## Work instruction
Only an exact repetition of the entries will do.

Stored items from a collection
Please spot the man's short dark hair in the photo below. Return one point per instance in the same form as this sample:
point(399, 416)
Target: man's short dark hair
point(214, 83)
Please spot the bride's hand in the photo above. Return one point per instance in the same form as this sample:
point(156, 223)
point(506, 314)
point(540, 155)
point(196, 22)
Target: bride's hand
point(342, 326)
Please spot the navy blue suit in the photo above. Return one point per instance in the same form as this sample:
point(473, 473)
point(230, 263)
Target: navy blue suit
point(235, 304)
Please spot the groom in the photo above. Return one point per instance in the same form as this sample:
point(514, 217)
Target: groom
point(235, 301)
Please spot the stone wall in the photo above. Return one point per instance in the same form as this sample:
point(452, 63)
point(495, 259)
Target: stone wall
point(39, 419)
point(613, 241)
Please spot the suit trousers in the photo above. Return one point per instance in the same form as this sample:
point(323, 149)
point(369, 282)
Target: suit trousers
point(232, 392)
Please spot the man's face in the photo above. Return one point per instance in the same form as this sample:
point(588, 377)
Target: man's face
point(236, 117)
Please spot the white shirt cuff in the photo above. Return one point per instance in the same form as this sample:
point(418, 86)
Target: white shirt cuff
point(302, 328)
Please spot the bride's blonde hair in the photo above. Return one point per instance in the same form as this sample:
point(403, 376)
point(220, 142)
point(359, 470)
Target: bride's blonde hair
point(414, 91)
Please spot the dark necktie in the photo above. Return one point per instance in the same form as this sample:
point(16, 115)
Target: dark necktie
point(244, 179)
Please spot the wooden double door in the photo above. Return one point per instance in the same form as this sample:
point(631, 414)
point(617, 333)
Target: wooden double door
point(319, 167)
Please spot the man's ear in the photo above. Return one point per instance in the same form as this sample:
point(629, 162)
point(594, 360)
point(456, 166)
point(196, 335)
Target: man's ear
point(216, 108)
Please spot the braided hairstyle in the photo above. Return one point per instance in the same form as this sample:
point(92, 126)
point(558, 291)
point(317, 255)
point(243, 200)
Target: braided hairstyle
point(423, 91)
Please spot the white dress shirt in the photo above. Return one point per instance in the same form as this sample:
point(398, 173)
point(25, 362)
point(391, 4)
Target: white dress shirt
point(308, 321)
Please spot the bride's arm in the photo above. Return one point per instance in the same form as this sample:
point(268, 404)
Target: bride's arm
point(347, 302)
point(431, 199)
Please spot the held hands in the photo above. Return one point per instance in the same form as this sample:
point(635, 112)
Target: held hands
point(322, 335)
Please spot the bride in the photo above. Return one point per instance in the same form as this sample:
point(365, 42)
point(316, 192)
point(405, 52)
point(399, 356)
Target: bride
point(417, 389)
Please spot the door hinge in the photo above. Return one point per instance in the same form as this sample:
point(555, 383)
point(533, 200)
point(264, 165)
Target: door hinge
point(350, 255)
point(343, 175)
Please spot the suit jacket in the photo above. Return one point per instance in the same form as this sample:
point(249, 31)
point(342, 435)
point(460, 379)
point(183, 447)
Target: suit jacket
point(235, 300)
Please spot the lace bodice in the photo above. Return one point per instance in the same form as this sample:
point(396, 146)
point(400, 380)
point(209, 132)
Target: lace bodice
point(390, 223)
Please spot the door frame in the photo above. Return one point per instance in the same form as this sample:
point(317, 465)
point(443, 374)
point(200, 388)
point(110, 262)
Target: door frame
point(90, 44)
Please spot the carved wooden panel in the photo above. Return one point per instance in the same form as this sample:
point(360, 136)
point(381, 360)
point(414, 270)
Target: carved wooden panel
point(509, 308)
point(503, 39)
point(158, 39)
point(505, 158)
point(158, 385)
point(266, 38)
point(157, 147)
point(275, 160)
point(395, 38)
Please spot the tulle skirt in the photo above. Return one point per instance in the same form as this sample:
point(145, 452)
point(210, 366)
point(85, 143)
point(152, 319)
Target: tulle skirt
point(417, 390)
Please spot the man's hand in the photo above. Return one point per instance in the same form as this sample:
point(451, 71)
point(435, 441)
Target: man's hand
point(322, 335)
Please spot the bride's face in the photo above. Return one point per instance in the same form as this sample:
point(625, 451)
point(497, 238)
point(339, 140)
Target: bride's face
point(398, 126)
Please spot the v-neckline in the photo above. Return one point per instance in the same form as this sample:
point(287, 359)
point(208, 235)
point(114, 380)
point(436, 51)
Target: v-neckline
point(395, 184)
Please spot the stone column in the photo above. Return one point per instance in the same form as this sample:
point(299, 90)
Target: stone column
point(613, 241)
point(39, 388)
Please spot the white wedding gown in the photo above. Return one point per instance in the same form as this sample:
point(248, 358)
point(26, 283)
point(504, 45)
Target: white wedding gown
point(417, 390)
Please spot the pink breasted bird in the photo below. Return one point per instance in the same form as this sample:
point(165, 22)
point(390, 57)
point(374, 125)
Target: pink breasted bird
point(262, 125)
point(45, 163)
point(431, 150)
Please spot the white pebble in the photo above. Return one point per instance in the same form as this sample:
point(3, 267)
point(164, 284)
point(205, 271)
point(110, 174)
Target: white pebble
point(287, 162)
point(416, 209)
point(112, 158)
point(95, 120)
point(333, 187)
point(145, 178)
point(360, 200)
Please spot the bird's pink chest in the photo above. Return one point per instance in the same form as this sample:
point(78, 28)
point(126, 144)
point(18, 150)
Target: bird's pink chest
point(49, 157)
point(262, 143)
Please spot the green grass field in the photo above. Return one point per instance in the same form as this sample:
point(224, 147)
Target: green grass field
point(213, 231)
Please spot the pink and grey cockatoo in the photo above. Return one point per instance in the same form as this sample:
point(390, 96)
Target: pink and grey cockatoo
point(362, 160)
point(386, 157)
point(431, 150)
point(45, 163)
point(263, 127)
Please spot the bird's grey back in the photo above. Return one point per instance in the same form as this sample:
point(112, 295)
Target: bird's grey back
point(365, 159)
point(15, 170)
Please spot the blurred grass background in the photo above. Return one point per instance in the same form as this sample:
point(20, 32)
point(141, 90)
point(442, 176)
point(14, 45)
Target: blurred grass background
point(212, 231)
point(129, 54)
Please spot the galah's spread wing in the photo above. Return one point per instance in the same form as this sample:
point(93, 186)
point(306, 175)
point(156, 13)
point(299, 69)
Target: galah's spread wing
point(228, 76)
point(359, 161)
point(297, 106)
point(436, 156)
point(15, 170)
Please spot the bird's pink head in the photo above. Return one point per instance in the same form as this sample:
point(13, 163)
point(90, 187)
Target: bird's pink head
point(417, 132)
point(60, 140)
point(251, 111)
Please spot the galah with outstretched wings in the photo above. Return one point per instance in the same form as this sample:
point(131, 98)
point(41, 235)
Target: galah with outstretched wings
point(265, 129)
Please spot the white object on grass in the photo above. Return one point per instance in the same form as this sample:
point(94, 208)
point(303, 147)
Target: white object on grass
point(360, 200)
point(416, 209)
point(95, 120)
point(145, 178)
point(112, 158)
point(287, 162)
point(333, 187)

## Solution to the problem
Please spot the man's short dark hair in the photo below. Return one point per instance in the same form as this sample:
point(399, 416)
Target: man's short dark hair
point(214, 83)
Please spot the bride's hand in the photo above. Return one point per instance in the same form as this sample:
point(156, 223)
point(506, 314)
point(540, 155)
point(196, 22)
Target: bride's hand
point(342, 326)
Please spot the navy blue suit in the photo above. Return one point per instance in the same form as this sample:
point(473, 473)
point(230, 263)
Target: navy blue suit
point(235, 304)
Please spot the groom in the photo above. Return one point per instance in the same form as this sample:
point(514, 217)
Target: groom
point(235, 301)
Please spot the stone wall in the photo above. Return one point per instance in the same form as this sample:
point(452, 63)
point(495, 259)
Target: stone wall
point(39, 419)
point(613, 241)
Please spot the suit trousers in the photo above. Return one point per instance in the same form as this sample:
point(323, 149)
point(369, 282)
Target: suit trousers
point(232, 392)
Please spot the man's face in the photo above. Return one point per instance in the same form as this sample:
point(588, 377)
Target: man's face
point(236, 117)
Please spot the white shirt cuff in the photo above. Return one point per instance in the same form as this sample:
point(418, 86)
Target: white shirt cuff
point(302, 328)
Please spot the bride's blonde hair in the photo above. Return one point per instance in the same form as this sample:
point(403, 376)
point(220, 142)
point(359, 470)
Target: bride's blonde hair
point(414, 91)
Please spot the dark necktie in the photo above. Return one point per instance in the same form as this sample:
point(16, 115)
Target: dark necktie
point(244, 179)
Please spot the wooden double door in the photo above. Return one point per instance in the same form as this sample:
point(631, 414)
point(617, 333)
Target: wooden double door
point(319, 167)
Please spot the man's ear in the photo above. Return one point per instance in the same form as this sample:
point(629, 162)
point(594, 360)
point(456, 166)
point(196, 335)
Target: man's ear
point(216, 108)
Please spot the braided hairstyle in the photo above. Return one point per instance in the same form as this sample:
point(92, 126)
point(558, 291)
point(317, 255)
point(243, 200)
Target: braided hairstyle
point(423, 91)
Please spot the white dress shirt in the photo above. Return one point per instance in the same form as this sample:
point(398, 173)
point(25, 362)
point(391, 4)
Target: white dress shirt
point(308, 321)
Please spot the bride's arm in the photo above. Return one point per instance in the same form as this sample:
point(268, 404)
Target: bride's arm
point(347, 302)
point(431, 199)
Please spot the held hands in the photo above. Return one point per instance in the same form as this sample:
point(635, 112)
Target: held hands
point(322, 335)
Please spot the bride in the photo above. Return one point per instance in the same form as this sample:
point(365, 42)
point(316, 192)
point(405, 52)
point(399, 356)
Target: bride
point(417, 389)
Please spot the door hinge in the photo above. Return one point per instance in the same form as this sample:
point(555, 383)
point(533, 200)
point(264, 165)
Target: door hinge
point(350, 255)
point(343, 175)
Please spot the suit jacket in the photo above. Return one point per instance in the same form as this sample:
point(249, 31)
point(342, 435)
point(460, 379)
point(183, 447)
Target: suit jacket
point(235, 300)
Please spot the lace bodice in the photo above. Return one point per instance in the same form as this sample:
point(396, 146)
point(400, 380)
point(209, 132)
Target: lace bodice
point(390, 223)
Please spot the door frame in the photo above. Return one point per instance in the same form as this sample:
point(317, 465)
point(443, 374)
point(200, 388)
point(110, 262)
Target: door frame
point(90, 44)
Please spot the carved wooden panel in the photo above. Return one point per instance in the same form as this sample:
point(360, 136)
point(381, 360)
point(414, 270)
Target: carved wooden panel
point(509, 308)
point(503, 39)
point(158, 39)
point(505, 158)
point(158, 385)
point(266, 38)
point(157, 147)
point(275, 160)
point(395, 38)
Please spot the tulle skirt in the photo above. Return one point per instance in the same form as this sample:
point(145, 452)
point(210, 366)
point(85, 143)
point(152, 319)
Target: tulle skirt
point(417, 390)
Please spot the man's hand in the photo above. Return one point per instance in the same form as this sample:
point(451, 71)
point(435, 441)
Target: man's hand
point(322, 335)
Please spot the bride's face in the photo above. Return one point per instance in the same form as this sample:
point(625, 451)
point(497, 238)
point(339, 140)
Target: bride's face
point(398, 126)
Please spot the v-neckline in the photo above. Return one point per instance in the same form as this sample:
point(287, 359)
point(208, 235)
point(114, 380)
point(436, 51)
Target: v-neckline
point(395, 184)
Please spot the stone column in the photo above. Return one point per instance in the same form as this sample:
point(299, 90)
Target: stone column
point(613, 241)
point(39, 388)
Please spot the white wedding gown in the photo above. Return one point per instance in the same form as this sample:
point(248, 358)
point(26, 283)
point(504, 45)
Target: white wedding gown
point(417, 390)
Please spot the pink breasted bird in the photo below. Return one point per instance in the same form as this sample:
point(165, 22)
point(390, 57)
point(374, 125)
Target: pink breasted bird
point(262, 125)
point(45, 163)
point(431, 150)
Please spot the white pebble in the photo above. Return one point per instance in the same form as this sample:
point(3, 267)
point(164, 284)
point(205, 271)
point(110, 174)
Target: white pebble
point(287, 162)
point(416, 209)
point(112, 158)
point(95, 120)
point(333, 187)
point(145, 178)
point(360, 200)
Please spot the bird's pink chest in the photo above. Return one point per instance in the same form as this sample:
point(78, 28)
point(126, 144)
point(18, 150)
Target: bird's pink chest
point(49, 157)
point(262, 143)
Please spot the green grass field in the photo above. Return one point per instance in the same form as this sample:
point(224, 147)
Target: green grass field
point(213, 231)
Please spot the pink and grey cockatoo in the photo above. Return one point per instance in the same form as this sample:
point(390, 96)
Target: pink and grey cockatoo
point(362, 160)
point(386, 157)
point(431, 150)
point(45, 163)
point(263, 127)
Please spot the bird's grey back in the photo above. Return one point per instance in the same form as this sample:
point(112, 295)
Target: bird's grey back
point(365, 159)
point(15, 170)
Please spot the blurred grass background in the photo above. Return one point per instance in the same form as this sample:
point(20, 32)
point(141, 90)
point(442, 176)
point(14, 45)
Target: blurred grass background
point(212, 231)
point(129, 54)
Please spot the galah's spread wing in the photo above. Return one point per instance in the same form as this sample:
point(93, 186)
point(306, 175)
point(156, 13)
point(299, 69)
Target: galah's spread wing
point(228, 76)
point(359, 161)
point(297, 106)
point(436, 156)
point(15, 170)
Please spot the bird's pink head in the photo above. Return one point per instance in the same form as this sample:
point(13, 163)
point(90, 187)
Target: bird's pink head
point(417, 132)
point(60, 140)
point(251, 111)
Please spot the galah with outstretched wings in the photo above. Return one point per instance in the same form as this sample:
point(131, 98)
point(41, 235)
Target: galah with outstretched wings
point(265, 129)
Please spot the white object on grass in the photo above. Return one point per instance in the same form as this sample:
point(94, 208)
point(303, 147)
Target: white object on grass
point(360, 200)
point(416, 209)
point(95, 120)
point(145, 178)
point(112, 158)
point(287, 162)
point(333, 187)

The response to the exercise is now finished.